• [PASSAGE]:
···

Keywords: PET bottles; magnetite; activated carbon; nanocomposites; water purification; water pollutants; hexavalent chromium; methylene blue; methyl orange PET bottles; magnetite; activated carbon; nanocomposites; water purification; water pollutants; hexavalent chromium; methylene blue; methyl orange

1. Introduction

Access to potable water should be an undisputable right for people all over the world. Water pollution, however, due to both natural and anthropic reasons, constitutes a serious health problem in poor and developing countries [1]. This is especially true for people living in highly industrialized regions of developing countries such as China and India, where the effluents from, for example, textile dying plants are often inadequately treated before their release in the environment. For this reason, empowering individuals and small communities with easy-to-make portable water purification devices is one solution to improve the quality of water and thus of peoples’ lives [2].
In the present work, we describe the preparation of a nanocomposite that combines the reducing and magnetic properties of magnetite with the high adsorbing capacity of activated carbon [3,4,5,6]. After evaluating the efficiency of this nanocomposite for the removal of model inorganic and organic pollutants, we demonstrate how to attach it to the internal walls of poly(ethylene terephthalate) (PET) water bottles to develop a proof-of-concept portable water purification device. PET bottles were chosen as a substrate thanks to their wide availability (PET being the most favorable packaging material world-wide for beverages [7]) and possibility of easy chemical modification. It is important to clarify that since the recycling of PET bottles usually implies their destruction in order to obtain pellets to be molded or monomers to be polymerized [8], here we prefer the term “re-use”.

···

• [MATERIAL PROVIDED]:
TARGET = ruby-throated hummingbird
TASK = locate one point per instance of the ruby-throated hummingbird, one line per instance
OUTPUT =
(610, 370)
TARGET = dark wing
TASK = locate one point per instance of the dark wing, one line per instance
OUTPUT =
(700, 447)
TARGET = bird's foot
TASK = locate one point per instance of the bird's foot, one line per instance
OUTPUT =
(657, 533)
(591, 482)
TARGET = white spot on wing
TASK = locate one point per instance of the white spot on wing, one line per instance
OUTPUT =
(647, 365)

···

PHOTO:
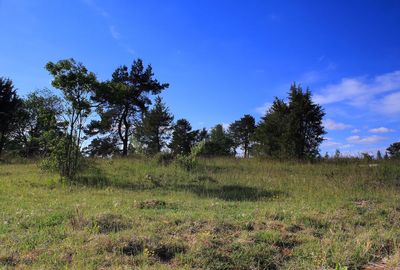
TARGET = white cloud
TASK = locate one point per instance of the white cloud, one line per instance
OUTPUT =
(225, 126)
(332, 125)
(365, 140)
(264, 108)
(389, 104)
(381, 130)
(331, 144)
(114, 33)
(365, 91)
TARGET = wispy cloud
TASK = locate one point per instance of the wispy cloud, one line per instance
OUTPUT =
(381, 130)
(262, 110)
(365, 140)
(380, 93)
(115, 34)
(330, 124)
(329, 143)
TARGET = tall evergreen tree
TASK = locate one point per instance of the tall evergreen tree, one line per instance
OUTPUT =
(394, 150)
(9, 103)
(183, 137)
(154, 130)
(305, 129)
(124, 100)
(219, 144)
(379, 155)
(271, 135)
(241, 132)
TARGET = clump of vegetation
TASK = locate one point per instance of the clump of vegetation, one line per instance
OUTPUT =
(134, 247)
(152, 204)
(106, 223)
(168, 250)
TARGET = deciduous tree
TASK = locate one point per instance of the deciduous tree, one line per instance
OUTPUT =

···

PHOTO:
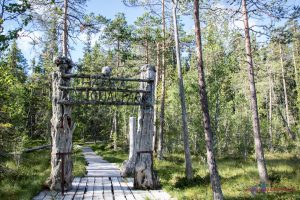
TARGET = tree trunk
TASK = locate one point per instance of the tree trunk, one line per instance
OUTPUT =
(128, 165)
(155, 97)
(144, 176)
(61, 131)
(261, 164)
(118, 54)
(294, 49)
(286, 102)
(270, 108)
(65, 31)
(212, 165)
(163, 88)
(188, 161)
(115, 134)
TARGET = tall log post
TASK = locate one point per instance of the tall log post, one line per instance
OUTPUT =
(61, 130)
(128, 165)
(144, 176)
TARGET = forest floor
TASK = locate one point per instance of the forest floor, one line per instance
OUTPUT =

···

• [WORK INSTRUCTION 1]:
Do these statements agree with the introduction? For each, answer yes or no and quote the deciding words of the introduction exactly.
(a) The nanocomposite pairs the reducing and magnetic properties of magnetite with the adsorbing capacity of activated carbon.
(b) The nanocomposite is fixed to the outer walls of PET water bottles.
(c) The authors prefer the term "recycling" for what they do with PET bottles.
• [WORK INSTRUCTION 2]:
Can you copy the introduction word for word, starting with "1. Introduction" and going on through "peoples’ lives [2]."?

• [FINAL ANSWER 1]:
(a) Yes: "combines the reducing and magnetic properties of magnetite with the high adsorbing capacity of activated carbon"
(b) No: "attach it to the internal walls of poly(ethylene terephthalate) (PET) water bottles"
(c) No: "here we prefer the term “re-use”"

• [FINAL ANSWER 2]:
1. Introduction

Access to potable water should be an undisputable right for people all over the world. Water pollution, however, due to both natural and anthropic reasons, constitutes a serious health problem in poor and developing countries [1]. This is especially true for people living in highly industrialized regions of developing countries such as China and India, where the effluents from, for example, textile dying plants are often inadequately treated before their release in the environment. For this reason, empowering individuals and small communities with easy-to-make portable water purification devices is one solution to improve the quality of water and thus of peoples’ lives [2].